- [Goal] Please write out all the items below again, changing every "one point per instance" to "a single point for each instance" and keeping everything else the same. Leave the pictures out of your answer.

- [Recorded data]
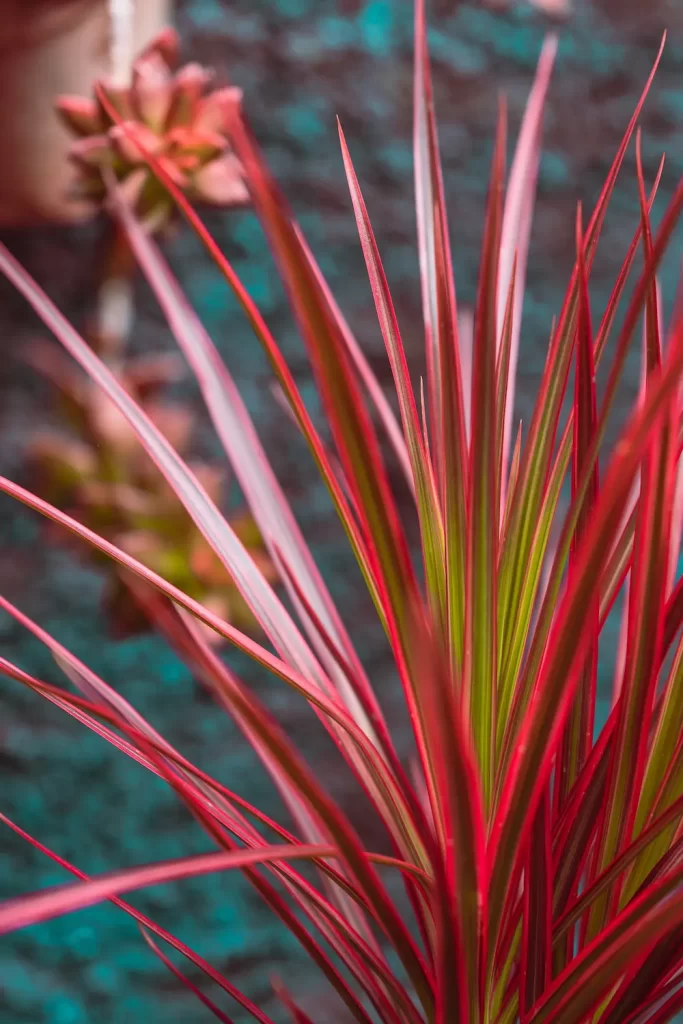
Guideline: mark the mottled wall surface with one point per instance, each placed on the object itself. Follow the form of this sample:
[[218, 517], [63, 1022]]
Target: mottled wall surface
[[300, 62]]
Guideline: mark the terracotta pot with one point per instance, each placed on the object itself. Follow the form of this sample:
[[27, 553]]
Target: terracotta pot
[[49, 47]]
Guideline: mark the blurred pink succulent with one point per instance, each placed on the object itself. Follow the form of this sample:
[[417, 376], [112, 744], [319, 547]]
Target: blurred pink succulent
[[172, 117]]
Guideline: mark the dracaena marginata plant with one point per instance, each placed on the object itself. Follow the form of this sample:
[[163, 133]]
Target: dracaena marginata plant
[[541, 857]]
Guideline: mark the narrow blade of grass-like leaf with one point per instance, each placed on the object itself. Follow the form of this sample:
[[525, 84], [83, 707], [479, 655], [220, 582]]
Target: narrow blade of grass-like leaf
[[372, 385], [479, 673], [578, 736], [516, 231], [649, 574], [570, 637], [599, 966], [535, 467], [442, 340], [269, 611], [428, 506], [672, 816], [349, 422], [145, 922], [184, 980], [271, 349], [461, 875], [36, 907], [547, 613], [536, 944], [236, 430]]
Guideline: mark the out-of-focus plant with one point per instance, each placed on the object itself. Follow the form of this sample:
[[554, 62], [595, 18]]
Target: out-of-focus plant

- [Solution]
Guideline: mark the mottled wall surface with a single point for each instance, each placed on the object itself. Follow the form of this sample:
[[218, 517], [63, 1022]]
Target: mottled wall surface
[[300, 62]]
Guideline: mark the terracotta pot with a single point for each instance, each placed on the object itself. Follow the form of this sample:
[[27, 553]]
Target: terracotta pot
[[49, 47]]
Guideline: mark the blurred pink succulent with a single point for each instance, each placed on the object itself. Follow the form of this sample:
[[417, 376], [112, 744], [319, 547]]
Target: blurred pink succulent
[[172, 117]]
Guideline: mark the dracaena marginata plant with a single point for each instance, each placed on the object itself. Follow the form of this sample:
[[163, 133]]
Target: dracaena marginata plant
[[541, 857]]
Guideline: mark the narrow blade of grass-like leaf with a single point for each instance, each placed on the object itself. Follow the form of this sample:
[[525, 84], [83, 707], [479, 655], [220, 582]]
Target: narrow blade of grass-like leaf
[[372, 385], [479, 673], [578, 736], [516, 231], [649, 574], [570, 637], [599, 966], [535, 467], [442, 340], [269, 611], [428, 506], [672, 816], [349, 422], [145, 922], [184, 980], [271, 349], [461, 875], [36, 907], [547, 613], [536, 944], [236, 430]]
Guideline: mark the out-of-focus plant with a single point for each instance, each placed on the object itself. Follow the form of this sample:
[[554, 62], [595, 18]]
Target: out-of-focus plant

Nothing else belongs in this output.